··· Text block

The British and Irish Orthoptic Society

University Profile

If you enjoy science, working with people of all ages and would relish the challenge of problem solving and making decisions independently, orthoptics could be the career for you!

An orthoptist specialises in diagnosing and managing a range of eye conditions that largely affect eye movement and visual development. Understanding the development of eyesight and the role of the brain in controlling the eyes are key to orthoptic work.

Orthoptists have an extremely varied caseload. Typically, their work with babies and children involves the management and treatment of amblyopia (or lazy eye) and strabismus (misalignment of the eyes or squint). With adults, they will manage and treat a range of conditions leading to double vision, commonly following neurological episodes, such as strokes or brain damage.

Orthoptists work as a multidisciplinary team. They usually work as part of a hospital team, but may also work in community healthcare and schools, including special schools. Orthoptics is suited to individuals interested in science and health care.

······
··· Dataset

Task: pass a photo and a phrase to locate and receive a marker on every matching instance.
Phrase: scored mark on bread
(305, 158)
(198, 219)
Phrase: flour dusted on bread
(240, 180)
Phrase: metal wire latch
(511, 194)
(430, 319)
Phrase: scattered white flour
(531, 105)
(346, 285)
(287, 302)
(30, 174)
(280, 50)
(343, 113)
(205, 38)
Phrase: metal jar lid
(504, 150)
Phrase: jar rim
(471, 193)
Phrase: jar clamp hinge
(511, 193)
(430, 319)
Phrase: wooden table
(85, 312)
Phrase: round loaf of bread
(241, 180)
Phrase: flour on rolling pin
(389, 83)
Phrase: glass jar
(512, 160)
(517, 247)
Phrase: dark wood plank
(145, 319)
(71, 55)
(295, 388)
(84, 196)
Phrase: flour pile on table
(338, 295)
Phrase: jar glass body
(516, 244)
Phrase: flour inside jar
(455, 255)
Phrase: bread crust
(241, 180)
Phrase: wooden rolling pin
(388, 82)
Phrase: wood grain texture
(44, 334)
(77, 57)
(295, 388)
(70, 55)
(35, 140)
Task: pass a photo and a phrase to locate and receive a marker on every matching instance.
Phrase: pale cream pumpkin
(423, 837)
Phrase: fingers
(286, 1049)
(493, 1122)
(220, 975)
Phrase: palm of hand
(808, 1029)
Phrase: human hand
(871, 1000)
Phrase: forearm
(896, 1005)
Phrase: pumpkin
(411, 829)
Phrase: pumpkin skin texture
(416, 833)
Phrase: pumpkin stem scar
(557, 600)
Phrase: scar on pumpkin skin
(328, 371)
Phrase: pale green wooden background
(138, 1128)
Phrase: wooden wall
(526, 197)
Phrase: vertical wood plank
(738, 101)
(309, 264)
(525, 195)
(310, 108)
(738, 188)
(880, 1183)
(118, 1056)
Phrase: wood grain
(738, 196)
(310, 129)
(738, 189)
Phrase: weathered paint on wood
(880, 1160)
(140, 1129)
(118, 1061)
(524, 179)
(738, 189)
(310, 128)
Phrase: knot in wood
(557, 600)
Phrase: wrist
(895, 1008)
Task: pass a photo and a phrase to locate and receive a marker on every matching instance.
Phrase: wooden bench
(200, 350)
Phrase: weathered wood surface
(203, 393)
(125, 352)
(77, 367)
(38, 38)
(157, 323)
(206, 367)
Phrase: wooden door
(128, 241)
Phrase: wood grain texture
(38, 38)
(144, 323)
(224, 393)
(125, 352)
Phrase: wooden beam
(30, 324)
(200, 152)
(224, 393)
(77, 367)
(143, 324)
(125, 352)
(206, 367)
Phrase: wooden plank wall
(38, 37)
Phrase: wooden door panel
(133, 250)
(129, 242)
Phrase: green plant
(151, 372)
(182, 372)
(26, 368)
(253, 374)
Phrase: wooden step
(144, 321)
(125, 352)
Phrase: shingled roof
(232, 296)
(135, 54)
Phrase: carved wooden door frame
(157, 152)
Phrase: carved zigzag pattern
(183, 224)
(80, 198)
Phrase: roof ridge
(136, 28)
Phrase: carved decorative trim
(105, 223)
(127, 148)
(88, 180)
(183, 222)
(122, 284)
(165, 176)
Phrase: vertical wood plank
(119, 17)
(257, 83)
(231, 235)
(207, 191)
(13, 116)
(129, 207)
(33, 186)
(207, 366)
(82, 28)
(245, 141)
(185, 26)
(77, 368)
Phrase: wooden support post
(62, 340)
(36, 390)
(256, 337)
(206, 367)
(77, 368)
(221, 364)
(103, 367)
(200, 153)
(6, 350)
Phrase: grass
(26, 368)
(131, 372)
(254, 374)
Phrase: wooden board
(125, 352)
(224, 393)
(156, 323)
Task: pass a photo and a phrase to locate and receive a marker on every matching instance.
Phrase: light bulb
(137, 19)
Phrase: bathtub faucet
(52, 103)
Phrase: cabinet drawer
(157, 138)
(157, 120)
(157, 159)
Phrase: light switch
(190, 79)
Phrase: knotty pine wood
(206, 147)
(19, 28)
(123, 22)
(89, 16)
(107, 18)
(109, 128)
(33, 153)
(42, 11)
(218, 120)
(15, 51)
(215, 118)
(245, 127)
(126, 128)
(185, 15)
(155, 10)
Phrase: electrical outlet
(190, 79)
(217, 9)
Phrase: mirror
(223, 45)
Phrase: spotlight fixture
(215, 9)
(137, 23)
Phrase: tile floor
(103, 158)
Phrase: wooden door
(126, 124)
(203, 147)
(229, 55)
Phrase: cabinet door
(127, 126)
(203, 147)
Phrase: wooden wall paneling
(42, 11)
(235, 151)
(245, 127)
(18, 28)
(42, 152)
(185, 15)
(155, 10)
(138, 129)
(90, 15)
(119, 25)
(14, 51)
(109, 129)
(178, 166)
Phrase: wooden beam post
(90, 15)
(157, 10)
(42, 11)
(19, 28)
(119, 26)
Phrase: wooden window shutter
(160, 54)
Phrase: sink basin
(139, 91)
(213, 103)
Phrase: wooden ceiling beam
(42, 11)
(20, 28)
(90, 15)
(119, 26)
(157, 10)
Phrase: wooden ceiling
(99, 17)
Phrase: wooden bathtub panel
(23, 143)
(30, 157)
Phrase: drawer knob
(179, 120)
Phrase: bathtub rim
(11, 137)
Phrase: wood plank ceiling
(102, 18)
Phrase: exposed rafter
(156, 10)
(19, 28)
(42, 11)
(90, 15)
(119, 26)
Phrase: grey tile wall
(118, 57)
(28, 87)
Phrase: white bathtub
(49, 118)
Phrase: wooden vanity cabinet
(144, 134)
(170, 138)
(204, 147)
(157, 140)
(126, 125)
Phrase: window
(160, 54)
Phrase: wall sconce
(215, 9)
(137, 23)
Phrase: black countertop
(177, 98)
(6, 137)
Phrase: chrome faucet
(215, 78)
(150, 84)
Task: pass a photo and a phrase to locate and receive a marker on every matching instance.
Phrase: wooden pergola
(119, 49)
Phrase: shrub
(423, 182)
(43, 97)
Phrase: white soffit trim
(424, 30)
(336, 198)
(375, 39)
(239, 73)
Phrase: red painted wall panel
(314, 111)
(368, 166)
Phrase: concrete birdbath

······

• Questions on the material:
(a) Answer these questions using the orthoptics profile:
(i) What is another name for amblyopia?
(ii) Besides hospital teams, where else may orthoptists work?
(iii) What do the conditions leading to double vision in adults commonly follow?
(b) Write out the part of the orthoptics profile between "If you enjoy" and "to orthoptic work.", inclusive.

• Answers to each task:
(a)
(i) Lazy eye.
(ii) In community healthcare and in schools, including special schools.
(iii) Neurological episodes, such as strokes or brain damage.

(b)
If you enjoy science, working with people of all ages and would relish the challenge of problem solving and making decisions independently, orthoptics could be the career for you!

An orthoptist specialises in diagnosing and managing a range of eye conditions that largely affect eye movement and visual development. Understanding the development of eyesight and the role of the brain in controlling the eyes are key to orthoptic work.